*** Fragmento propuesto

«Me llamo barro aunque Miguel me llame./Barro es mi profesión y mi destino/que mancha con su lengua cuánto lame...» Así, en tres versos, Miguel Hernández,
no sólo se describe a sí mismo, sino que enaltece, definitivamente, la construcción poética del mundo. Es preferible olvidarse aquí de aniversarios. Hay que decir por qué este «barro»
es la esencia misma del verbo. Expresar por qué es, este poeta de Orihuela, el más profundo hacedor de belleza, contundente y dolorosa belleza...
Miguel Hernández no es solamente el más maravilloso orfebre del endecasílabo o la elegía. Es, además, el luchador incansable y honesto que la libertad
tuvo de guía. Amante de la vida, supo de todos las esperanzas y lo estragaron todos los dolores:
Pintada, no vacía:
pintada está mi casa
del color de las grandes
pasiones y desgracias...
...
El odio se amortigua
detrás de la ventana.
Será la garra suave.
Dejadme la esperanza.
La pasión fue su camino. La cárcel y la muerte su destino. Pero Miguel, el soldado que atrincheró el verso en los frentes de batalla para no ser mancillado, enarboló
su amor por sobre los huesos y «la carne talada» y en la ternura del vientre de Josefina Manresa, construyó el hijo y el hambre para su hijo, al que alimentó con sus Nanas de la cebolla:
En la cuna del hambre
mi niño estaba.
Con sangre de cebolla
se amamantaba.
Pero Miguel, desde la cárcel, alienta siempre la esperanza:
Tu risa me hace libre,
me pone alas.
Soledades me quita,
cárcel me arranca.
Él es el hombre esposo-padre-soldado. Es la libertad, la lucha y la justicia. Es, sin dudas, el más significativo poeta de los tiempos. Y el más herido. El más
destrozado. El «pastor de cabras» que fue denostado por los grandes poetas de la época que lo consideraban un «pobre joven provinciano».
El «pobre pastorcillo» se convirtió, al fin, en el más importante y popular de todos, aunque debió pagar con su muerte el desatino de haber desafiado
a su época. Terminó arrumbado en los rincones de las cárceles (no fue una la cárcel de su cuerpo, sino varias), adormecido por el dolor y la tuberculosis, arrastrado hacia el final por dictadores
y eclesiásticos y olvidado por los señoritos poetas que no le perdonaron su sabiduría ni su poderoso lirismo. Salvo Neruda y Aleixandre, aquellos otros magníficos poetas lo dejaron a la intemperie
de la muerte.

******
*** Filas por procesar

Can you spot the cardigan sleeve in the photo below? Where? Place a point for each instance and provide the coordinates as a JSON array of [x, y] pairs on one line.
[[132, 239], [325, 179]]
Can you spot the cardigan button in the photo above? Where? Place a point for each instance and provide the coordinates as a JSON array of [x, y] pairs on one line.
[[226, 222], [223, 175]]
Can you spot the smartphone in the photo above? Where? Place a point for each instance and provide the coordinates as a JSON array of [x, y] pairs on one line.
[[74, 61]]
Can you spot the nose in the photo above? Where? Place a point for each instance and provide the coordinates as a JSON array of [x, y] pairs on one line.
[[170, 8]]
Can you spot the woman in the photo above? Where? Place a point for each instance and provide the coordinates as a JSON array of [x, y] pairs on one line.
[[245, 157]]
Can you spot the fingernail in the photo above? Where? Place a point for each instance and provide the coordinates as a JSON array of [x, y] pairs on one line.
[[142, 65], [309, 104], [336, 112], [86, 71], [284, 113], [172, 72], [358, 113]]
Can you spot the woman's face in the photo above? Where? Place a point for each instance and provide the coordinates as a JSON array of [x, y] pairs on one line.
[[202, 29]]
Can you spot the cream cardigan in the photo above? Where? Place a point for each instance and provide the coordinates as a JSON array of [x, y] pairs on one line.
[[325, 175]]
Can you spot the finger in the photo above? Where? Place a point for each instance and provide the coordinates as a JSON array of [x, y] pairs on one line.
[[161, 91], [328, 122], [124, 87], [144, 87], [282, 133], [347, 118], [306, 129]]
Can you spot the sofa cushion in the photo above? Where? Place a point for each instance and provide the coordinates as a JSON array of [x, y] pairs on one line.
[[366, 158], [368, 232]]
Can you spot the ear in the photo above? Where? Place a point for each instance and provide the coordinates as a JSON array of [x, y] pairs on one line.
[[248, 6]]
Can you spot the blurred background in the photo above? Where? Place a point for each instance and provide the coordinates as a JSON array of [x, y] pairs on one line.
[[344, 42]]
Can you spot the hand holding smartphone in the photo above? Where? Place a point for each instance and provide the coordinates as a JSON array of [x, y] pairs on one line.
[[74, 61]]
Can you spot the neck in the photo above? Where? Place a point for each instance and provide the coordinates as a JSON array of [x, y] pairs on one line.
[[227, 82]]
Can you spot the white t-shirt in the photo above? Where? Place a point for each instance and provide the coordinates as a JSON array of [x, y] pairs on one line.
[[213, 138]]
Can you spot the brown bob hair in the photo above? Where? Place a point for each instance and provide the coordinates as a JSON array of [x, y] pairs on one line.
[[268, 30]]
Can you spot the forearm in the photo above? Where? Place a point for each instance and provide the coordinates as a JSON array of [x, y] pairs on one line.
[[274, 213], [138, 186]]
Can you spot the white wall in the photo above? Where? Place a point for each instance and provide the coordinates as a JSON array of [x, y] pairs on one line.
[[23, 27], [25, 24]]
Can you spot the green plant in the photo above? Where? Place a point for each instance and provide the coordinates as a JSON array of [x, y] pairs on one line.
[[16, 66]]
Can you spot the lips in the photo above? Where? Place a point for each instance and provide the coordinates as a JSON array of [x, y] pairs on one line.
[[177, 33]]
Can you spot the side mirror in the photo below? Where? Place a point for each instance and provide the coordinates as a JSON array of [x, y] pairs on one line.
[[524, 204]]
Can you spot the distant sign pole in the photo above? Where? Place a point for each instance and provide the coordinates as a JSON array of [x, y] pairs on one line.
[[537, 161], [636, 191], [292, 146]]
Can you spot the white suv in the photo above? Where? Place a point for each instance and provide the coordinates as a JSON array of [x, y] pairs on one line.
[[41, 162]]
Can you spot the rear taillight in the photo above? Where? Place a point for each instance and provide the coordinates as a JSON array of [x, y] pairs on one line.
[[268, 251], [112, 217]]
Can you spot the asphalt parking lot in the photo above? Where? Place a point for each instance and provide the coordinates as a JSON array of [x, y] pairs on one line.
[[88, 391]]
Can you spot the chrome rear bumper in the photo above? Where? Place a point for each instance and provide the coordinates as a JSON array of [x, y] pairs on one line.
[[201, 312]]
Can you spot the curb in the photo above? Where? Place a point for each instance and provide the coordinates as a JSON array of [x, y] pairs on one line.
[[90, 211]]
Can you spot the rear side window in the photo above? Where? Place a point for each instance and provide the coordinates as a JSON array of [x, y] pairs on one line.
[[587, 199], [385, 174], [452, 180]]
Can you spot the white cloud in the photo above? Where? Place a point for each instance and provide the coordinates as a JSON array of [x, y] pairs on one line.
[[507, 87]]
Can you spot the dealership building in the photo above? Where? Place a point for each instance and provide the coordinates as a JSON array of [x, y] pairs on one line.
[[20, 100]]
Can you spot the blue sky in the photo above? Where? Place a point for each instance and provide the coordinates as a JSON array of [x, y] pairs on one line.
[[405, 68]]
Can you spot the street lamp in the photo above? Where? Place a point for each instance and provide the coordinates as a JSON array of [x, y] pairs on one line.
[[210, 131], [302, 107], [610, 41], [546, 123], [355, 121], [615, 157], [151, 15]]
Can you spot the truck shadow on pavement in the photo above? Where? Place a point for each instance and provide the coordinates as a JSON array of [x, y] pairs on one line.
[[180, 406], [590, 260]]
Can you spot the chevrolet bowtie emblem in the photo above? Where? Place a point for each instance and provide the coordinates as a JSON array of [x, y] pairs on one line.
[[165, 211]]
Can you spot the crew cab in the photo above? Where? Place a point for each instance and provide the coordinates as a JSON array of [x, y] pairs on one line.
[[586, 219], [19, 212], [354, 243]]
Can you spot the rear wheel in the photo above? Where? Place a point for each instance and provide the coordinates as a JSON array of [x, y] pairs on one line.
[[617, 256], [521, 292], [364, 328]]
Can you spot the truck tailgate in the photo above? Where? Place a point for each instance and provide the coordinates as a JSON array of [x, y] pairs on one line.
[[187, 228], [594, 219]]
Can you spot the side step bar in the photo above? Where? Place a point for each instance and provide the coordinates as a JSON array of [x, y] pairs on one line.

******

## [Instrucciones]
a – Copia literalmente las filas del archivo de datos desde la primera hasta la línea que contiene "72], [358, 113]]", ambas incluidas.
b – Continúa el texto sobre Miguel Hernández a partir de su última oración.

## [Respuestas]
a –
Can you spot the cardigan sleeve in the photo below? Where? Place a point for each instance and provide the coordinates as a JSON array of [x, y] pairs on one line.
[[132, 239], [325, 179]]
Can you spot the cardigan button in the photo above? Where? Place a point for each instance and provide the coordinates as a JSON array of [x, y] pairs on one line.
[[226, 222], [223, 175]]
Can you spot the smartphone in the photo above? Where? Place a point for each instance and provide the coordinates as a JSON array of [x, y] pairs on one line.
[[74, 61]]
Can you spot the nose in the photo above? Where? Place a point for each instance and provide the coordinates as a JSON array of [x, y] pairs on one line.
[[170, 8]]
Can you spot the woman in the photo above? Where? Place a point for each instance and provide the coordinates as a JSON array of [x, y] pairs on one line.
[[245, 157]]
Can you spot the fingernail in the photo above? Where? Place a point for each instance and provide the coordinates as a JSON array of [x, y] pairs on one line.
[[142, 65], [309, 104], [336, 112], [86, 71], [284, 113], [172, 72], [358, 113]]

b –
Por eso, hoy es necesario volver a Miguel Hernández, a la potencia de su voz, única, inequívoca, contundente. Porque Miguel, el llamado «barro», es más
que nunca, el verdadero poeta, el que, junto con la libertad, hizo «que nuevos brazos y piernas crezcan/en la carne talada». En su propia carne. Su propia estatura. En sus ojos por siempre abiertos. En su no muerte.
Miguel y yo
Conocí la obra de Miguel Hernández, casi de refilón, en el final de mi adolescencia. Mi biblioteca está llena de él. Igual que mis poemas. Guardo archivos
y esperanzas de que, pronto, el mundo se llene de la magnificencia de sus sonetos y del batallar de cada verso. Es la única guerra que siempre aceptaré: la del árbol talado y renacido y la de la casa pintada,
no vacía. Lo demás, que lo expliquen los académicos y especialistas. Es el momento de celebrar la obra y la memoria de un hombre que hizo de la palabra, el más bello y trágico estandarte
de lucha. Es decir, de pura vida...
Miguel Hernández, apresado al finalizar la Guerra Civil Española, murió en la cárcel el 28 de marzo de 1942. Tenía 31 años.
Dos poemas de Miguel Hernández
Canción última
Pintada, no vacía:
pintada está mi casa
del color de las grandes
pasiones y desgracias.
Regresará del llanto
adonde fue llevada
con su desierta mesa
con su ruinosa cama.
Florecerán los besos
sobre las almohadas.
Y en torno de los cuerpos
elevará la sábana
su intensa enredadera
nocturna, perfumada.
El odio se amortigua
detrás de la ventana.
Será la garra suave.
Dejadme la esperanza.
Umbrío por la pena
Umbrío por la pena, casi bruno,
porque la pena tizna cuando estalla,
donde yo no me hallo no se halla
hombre más apenado que ninguno.
Sobre la pena duermo solo y uno,
pena es mi paz y pena mi batalla,
perro que ni me deja ni se calla,
siempre a su dueño fiel, pero importuno.
Cardos y penas llevo por corona,
cardos y penas siembran sus leopardos
y no me dejan bueno hueso alguno.
No podrá con la pena mi persona
rodeada de penas y cardos:
¡cuánto penar para morirse uno!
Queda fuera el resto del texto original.